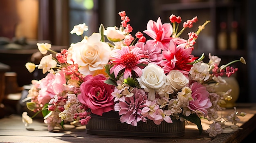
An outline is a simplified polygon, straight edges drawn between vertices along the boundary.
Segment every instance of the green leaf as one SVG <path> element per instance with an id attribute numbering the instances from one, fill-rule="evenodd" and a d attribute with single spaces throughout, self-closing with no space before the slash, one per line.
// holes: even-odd
<path id="1" fill-rule="evenodd" d="M 36 105 L 34 102 L 27 102 L 26 103 L 27 108 L 30 110 L 34 111 L 36 107 Z"/>
<path id="2" fill-rule="evenodd" d="M 48 106 L 49 105 L 48 103 L 45 104 L 45 106 L 42 108 L 42 114 L 43 116 L 44 117 L 50 113 L 51 111 L 48 110 Z"/>
<path id="3" fill-rule="evenodd" d="M 134 79 L 132 78 L 128 77 L 126 79 L 124 79 L 124 84 L 126 84 L 129 85 L 132 87 L 134 87 L 135 86 L 136 82 Z"/>
<path id="4" fill-rule="evenodd" d="M 48 114 L 45 116 L 45 117 L 44 117 L 44 119 L 46 119 L 49 116 L 51 116 L 51 115 L 52 114 L 52 113 L 53 112 L 53 111 L 48 111 L 48 112 L 47 112 Z"/>
<path id="5" fill-rule="evenodd" d="M 101 42 L 105 42 L 105 37 L 104 36 L 104 31 L 105 30 L 105 27 L 102 24 L 101 24 L 99 26 L 99 31 L 100 34 L 101 35 Z"/>
<path id="6" fill-rule="evenodd" d="M 116 80 L 116 79 L 115 77 L 115 75 L 114 74 L 114 73 L 112 73 L 112 74 L 110 74 L 110 72 L 109 71 L 110 70 L 110 65 L 109 64 L 106 65 L 105 66 L 105 68 L 106 69 L 106 70 L 105 71 L 106 73 L 108 74 L 108 76 L 109 76 L 109 77 L 111 79 L 112 79 L 112 80 L 113 80 L 114 81 L 115 81 Z"/>
<path id="7" fill-rule="evenodd" d="M 191 114 L 188 117 L 184 116 L 181 114 L 179 114 L 179 116 L 196 125 L 199 131 L 199 134 L 201 134 L 203 132 L 203 127 L 201 124 L 201 119 L 196 114 Z"/>
<path id="8" fill-rule="evenodd" d="M 195 60 L 195 61 L 194 61 L 193 62 L 191 62 L 191 63 L 189 63 L 187 64 L 192 65 L 192 64 L 195 64 L 195 63 L 198 63 L 198 62 L 199 62 L 202 61 L 202 60 L 203 60 L 204 58 L 204 57 L 205 57 L 205 56 L 204 56 L 204 53 L 203 53 L 202 54 L 202 55 L 201 56 L 201 57 L 200 57 L 199 58 L 198 58 L 198 59 Z"/>
<path id="9" fill-rule="evenodd" d="M 105 80 L 104 81 L 104 83 L 112 85 L 115 86 L 117 86 L 117 83 L 115 81 L 113 81 L 113 79 L 108 79 Z"/>

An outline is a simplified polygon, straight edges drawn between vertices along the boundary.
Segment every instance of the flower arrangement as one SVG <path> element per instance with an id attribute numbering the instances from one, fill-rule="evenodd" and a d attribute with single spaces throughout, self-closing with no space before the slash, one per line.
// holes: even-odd
<path id="1" fill-rule="evenodd" d="M 172 117 L 196 124 L 200 132 L 201 119 L 212 121 L 206 131 L 210 136 L 240 129 L 236 125 L 238 117 L 246 114 L 238 114 L 234 108 L 234 112 L 219 117 L 217 111 L 225 109 L 221 104 L 232 97 L 230 90 L 217 93 L 214 86 L 226 84 L 222 77 L 229 77 L 238 70 L 230 65 L 239 61 L 245 64 L 245 59 L 241 57 L 220 66 L 221 59 L 216 56 L 209 53 L 205 63 L 204 54 L 200 57 L 191 54 L 209 21 L 188 33 L 186 40 L 179 36 L 198 22 L 197 17 L 184 22 L 179 32 L 180 16 L 171 15 L 171 23 L 162 24 L 160 18 L 150 20 L 143 31 L 152 38 L 147 40 L 141 32 L 133 37 L 129 17 L 124 11 L 119 14 L 122 20 L 119 28 L 105 29 L 101 24 L 99 32 L 89 37 L 83 37 L 88 29 L 85 23 L 75 26 L 70 33 L 81 35 L 82 40 L 61 53 L 51 50 L 50 44 L 37 44 L 42 54 L 51 53 L 39 65 L 26 64 L 30 73 L 37 67 L 47 73 L 31 81 L 27 106 L 36 114 L 30 117 L 23 113 L 26 125 L 40 112 L 50 131 L 67 123 L 86 125 L 91 114 L 102 116 L 114 110 L 121 122 L 133 126 L 148 120 L 156 125 L 172 123 Z M 227 122 L 232 125 L 223 127 Z"/>

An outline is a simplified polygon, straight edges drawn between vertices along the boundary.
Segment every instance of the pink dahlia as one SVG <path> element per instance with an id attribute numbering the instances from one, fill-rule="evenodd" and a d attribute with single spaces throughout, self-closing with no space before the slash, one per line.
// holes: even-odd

◆ Given request
Lay out every line of the items above as a Markdown table with the columns Row and Line. Number the rows in order, skip blank lines, and leave out the pictures.

◆ Finished answer
| Row | Line |
|---|---|
| 1 | An outline is a simplified polygon, straight edges drawn between vertices along the boundary. |
| 2 | Segment every instance of the green leaf as one SVG <path> element per instance with an id attribute numbering the instances from one, fill-rule="evenodd" and a d attribute with single spaces throughout, self-closing with no space before the slash, one per line. |
| 3 | // holes: even-odd |
| 4 | <path id="1" fill-rule="evenodd" d="M 36 105 L 34 102 L 27 102 L 26 103 L 27 108 L 30 110 L 34 111 L 36 107 Z"/> |
| 5 | <path id="2" fill-rule="evenodd" d="M 48 106 L 49 105 L 48 103 L 45 104 L 45 106 L 42 108 L 42 114 L 43 116 L 44 117 L 50 113 L 51 111 L 48 110 Z"/> |
| 6 | <path id="3" fill-rule="evenodd" d="M 134 79 L 132 78 L 128 77 L 126 79 L 124 79 L 124 84 L 126 84 L 129 85 L 132 87 L 134 87 L 135 86 L 136 82 Z"/> |
| 7 | <path id="4" fill-rule="evenodd" d="M 48 114 L 45 116 L 45 117 L 44 117 L 44 119 L 46 119 L 49 116 L 51 116 L 51 115 L 52 114 L 52 113 L 53 112 L 53 111 L 48 111 L 48 112 L 47 112 Z"/> |
| 8 | <path id="5" fill-rule="evenodd" d="M 101 42 L 105 42 L 105 37 L 104 36 L 104 31 L 105 30 L 105 27 L 102 24 L 101 24 L 99 26 L 99 31 L 100 34 L 101 35 Z"/> |
| 9 | <path id="6" fill-rule="evenodd" d="M 116 80 L 116 79 L 115 77 L 115 75 L 114 74 L 114 73 L 112 73 L 112 74 L 110 74 L 110 72 L 109 71 L 110 70 L 110 65 L 109 64 L 106 65 L 105 66 L 105 68 L 106 69 L 106 70 L 105 71 L 106 73 L 108 74 L 108 76 L 109 76 L 109 77 L 111 79 L 112 79 L 112 80 L 113 80 L 114 81 L 115 81 Z"/> |
| 10 | <path id="7" fill-rule="evenodd" d="M 191 114 L 188 117 L 184 116 L 181 114 L 179 114 L 179 116 L 196 125 L 199 131 L 199 134 L 201 134 L 203 132 L 203 127 L 201 124 L 201 119 L 196 114 Z"/> |
| 11 | <path id="8" fill-rule="evenodd" d="M 195 60 L 195 61 L 194 61 L 193 62 L 191 62 L 191 63 L 189 63 L 187 64 L 192 65 L 192 64 L 195 64 L 195 63 L 198 63 L 198 62 L 199 62 L 202 61 L 202 60 L 203 60 L 204 58 L 204 57 L 205 57 L 205 56 L 204 56 L 204 53 L 203 53 L 202 54 L 202 55 L 201 56 L 201 57 L 200 57 L 199 58 L 198 58 L 198 59 Z"/> |
| 12 | <path id="9" fill-rule="evenodd" d="M 105 80 L 104 81 L 104 83 L 112 85 L 115 86 L 117 86 L 117 83 L 115 81 L 113 81 L 113 79 L 108 79 Z"/> |
| 13 | An outline is a simplified polygon, straight edges drawn between vertices along the boundary. |
| 14 | Segment every instance of the flower arrangement as one SVG <path> element per instance with an id attribute numbering the instances from one, fill-rule="evenodd" and a d attribute with single spaces throughout, self-closing with no space before the slash, one per line. |
| 15 | // holes: even-odd |
| 16 | <path id="1" fill-rule="evenodd" d="M 172 117 L 196 124 L 200 132 L 201 119 L 212 121 L 206 131 L 210 136 L 240 129 L 236 125 L 238 117 L 246 114 L 238 114 L 234 108 L 234 112 L 219 117 L 217 111 L 225 109 L 221 104 L 232 97 L 230 90 L 217 93 L 214 86 L 226 84 L 222 77 L 229 77 L 238 70 L 230 65 L 239 61 L 245 64 L 245 59 L 241 57 L 220 66 L 221 59 L 216 56 L 209 53 L 205 63 L 204 54 L 200 57 L 191 54 L 209 21 L 188 33 L 186 40 L 179 36 L 198 22 L 197 17 L 184 22 L 179 32 L 180 16 L 171 15 L 171 23 L 162 24 L 160 18 L 150 20 L 143 31 L 152 38 L 147 40 L 141 32 L 133 37 L 129 17 L 124 11 L 119 14 L 122 20 L 119 28 L 105 29 L 101 24 L 99 32 L 89 37 L 83 37 L 88 29 L 85 23 L 75 26 L 70 33 L 81 35 L 82 40 L 61 53 L 51 50 L 50 44 L 37 44 L 42 54 L 51 53 L 39 65 L 26 64 L 30 73 L 37 67 L 47 73 L 31 81 L 27 106 L 36 114 L 30 117 L 23 113 L 26 125 L 40 112 L 50 131 L 67 123 L 86 125 L 91 114 L 102 116 L 114 110 L 121 122 L 133 126 L 148 120 L 156 125 L 172 123 Z M 227 122 L 232 125 L 223 127 Z"/> |
| 17 | An outline is a simplified polygon, straight edges drawn between vertices along the boundary. |
| 18 | Segment every instance of the pink dahlia as one SVG <path> element per instance with an id attribute numbering the instances from one, fill-rule="evenodd" and a d attribute with single spaces throughout, self-closing with no space before the slash, one per line. |
| 19 | // holes: even-odd |